[Required work] Present every line of the listing below as a numbered list, omitting any blank lines.

Records of labeled boxes:
******************************
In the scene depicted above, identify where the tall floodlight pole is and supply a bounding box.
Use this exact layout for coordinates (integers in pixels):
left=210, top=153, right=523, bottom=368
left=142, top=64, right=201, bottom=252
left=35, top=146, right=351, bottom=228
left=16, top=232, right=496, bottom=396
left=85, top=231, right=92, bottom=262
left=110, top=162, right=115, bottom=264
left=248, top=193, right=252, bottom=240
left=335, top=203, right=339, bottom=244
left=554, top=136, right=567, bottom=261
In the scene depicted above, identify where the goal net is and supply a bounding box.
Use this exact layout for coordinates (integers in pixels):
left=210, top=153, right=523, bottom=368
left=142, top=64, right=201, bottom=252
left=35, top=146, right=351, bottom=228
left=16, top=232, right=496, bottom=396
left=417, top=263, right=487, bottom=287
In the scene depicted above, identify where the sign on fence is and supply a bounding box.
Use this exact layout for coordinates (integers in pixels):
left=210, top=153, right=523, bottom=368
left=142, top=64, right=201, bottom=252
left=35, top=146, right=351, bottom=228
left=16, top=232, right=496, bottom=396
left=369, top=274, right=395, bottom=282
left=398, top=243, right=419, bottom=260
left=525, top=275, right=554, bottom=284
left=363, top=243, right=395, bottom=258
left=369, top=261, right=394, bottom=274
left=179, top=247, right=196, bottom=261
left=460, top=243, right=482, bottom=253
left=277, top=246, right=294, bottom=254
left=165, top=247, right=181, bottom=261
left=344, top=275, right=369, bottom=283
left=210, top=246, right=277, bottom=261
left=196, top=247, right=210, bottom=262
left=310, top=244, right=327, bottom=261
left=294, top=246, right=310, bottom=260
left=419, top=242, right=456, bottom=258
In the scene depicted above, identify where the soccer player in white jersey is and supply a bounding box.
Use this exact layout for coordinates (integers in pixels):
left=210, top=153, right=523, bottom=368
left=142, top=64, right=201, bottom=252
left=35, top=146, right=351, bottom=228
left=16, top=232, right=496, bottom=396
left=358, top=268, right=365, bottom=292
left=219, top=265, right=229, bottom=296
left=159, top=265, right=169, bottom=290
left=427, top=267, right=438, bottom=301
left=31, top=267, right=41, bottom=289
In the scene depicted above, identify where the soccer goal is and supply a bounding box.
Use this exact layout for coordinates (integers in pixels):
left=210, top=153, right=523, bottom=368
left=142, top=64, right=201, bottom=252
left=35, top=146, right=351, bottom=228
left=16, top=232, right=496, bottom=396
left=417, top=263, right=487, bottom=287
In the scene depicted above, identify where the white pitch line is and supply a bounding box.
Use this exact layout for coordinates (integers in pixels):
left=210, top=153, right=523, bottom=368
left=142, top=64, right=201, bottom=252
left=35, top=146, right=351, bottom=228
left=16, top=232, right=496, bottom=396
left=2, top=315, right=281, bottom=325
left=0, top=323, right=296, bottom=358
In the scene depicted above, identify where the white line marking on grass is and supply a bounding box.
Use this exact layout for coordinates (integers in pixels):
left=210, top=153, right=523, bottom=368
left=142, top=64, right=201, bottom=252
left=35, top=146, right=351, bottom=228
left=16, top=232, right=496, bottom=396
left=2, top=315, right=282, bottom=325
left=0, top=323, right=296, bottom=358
******************************
[Complete response]
1. In the scene depicted above, identify where the tall floodlight pole is and supply a bounding box.
2. Use this exact layout for coordinates (integers in pixels):
3. left=210, top=153, right=523, bottom=368
4. left=142, top=64, right=201, bottom=252
5. left=35, top=146, right=351, bottom=228
6. left=16, top=232, right=496, bottom=396
7. left=85, top=231, right=92, bottom=262
8. left=110, top=162, right=115, bottom=264
9. left=248, top=193, right=252, bottom=240
10. left=335, top=203, right=339, bottom=244
11. left=554, top=136, right=567, bottom=261
12. In the scene depicted above, identify where the goal net is and supply a bounding box.
13. Use this exact layout for coordinates (integers in pixels):
14. left=210, top=153, right=523, bottom=368
15. left=142, top=64, right=201, bottom=252
16. left=35, top=146, right=351, bottom=228
17. left=16, top=232, right=496, bottom=396
18. left=417, top=263, right=487, bottom=287
19. In the scene depicted above, identify where the sign on fence is and supply a bounding box.
20. Use this exact layout for coordinates (integers in pixels):
21. left=210, top=153, right=523, bottom=368
22. left=142, top=64, right=201, bottom=252
23. left=35, top=146, right=351, bottom=228
24. left=16, top=232, right=496, bottom=396
25. left=369, top=274, right=395, bottom=282
26. left=398, top=243, right=419, bottom=260
27. left=525, top=275, right=554, bottom=284
28. left=363, top=243, right=395, bottom=258
29. left=369, top=261, right=394, bottom=274
30. left=179, top=247, right=196, bottom=261
31. left=460, top=243, right=482, bottom=253
32. left=277, top=246, right=294, bottom=254
33. left=165, top=247, right=181, bottom=261
34. left=344, top=275, right=369, bottom=283
35. left=210, top=246, right=277, bottom=261
36. left=196, top=247, right=210, bottom=262
37. left=310, top=244, right=327, bottom=261
38. left=294, top=246, right=310, bottom=260
39. left=419, top=242, right=456, bottom=258
40. In the scene depicted above, identify where the soccer player in white jersey is and supply a bounding box.
41. Use this exact layout for coordinates (integers in pixels):
42. left=210, top=153, right=523, bottom=368
43. left=142, top=64, right=201, bottom=252
44. left=35, top=146, right=351, bottom=228
45. left=16, top=232, right=496, bottom=396
46. left=358, top=268, right=365, bottom=292
47. left=219, top=265, right=229, bottom=296
48. left=159, top=265, right=169, bottom=290
49. left=427, top=267, right=438, bottom=301
50. left=31, top=267, right=41, bottom=289
51. In the scene depicted above, identify where the soccer goal is and supply a bounding box.
52. Use this exact layout for coordinates (integers in pixels):
53. left=210, top=153, right=523, bottom=368
54. left=142, top=64, right=201, bottom=252
55. left=35, top=146, right=351, bottom=228
56. left=16, top=232, right=496, bottom=396
57. left=417, top=263, right=487, bottom=287
58. In the scene depicted above, identify where the white pitch line is and supply a bounding box.
59. Use this exact layout for coordinates (integers in pixels):
60. left=210, top=153, right=523, bottom=368
61. left=142, top=64, right=201, bottom=252
62. left=35, top=146, right=351, bottom=228
63. left=16, top=232, right=496, bottom=396
64. left=2, top=315, right=281, bottom=325
65. left=0, top=323, right=296, bottom=358
66. In the scene depicted above, identify where the white line marking on grass is and supply a bounding box.
67. Use this exact layout for coordinates (integers in pixels):
68. left=210, top=153, right=523, bottom=368
69. left=142, top=64, right=201, bottom=252
70. left=35, top=146, right=351, bottom=228
71. left=16, top=232, right=496, bottom=396
72. left=2, top=315, right=282, bottom=325
73. left=0, top=323, right=296, bottom=358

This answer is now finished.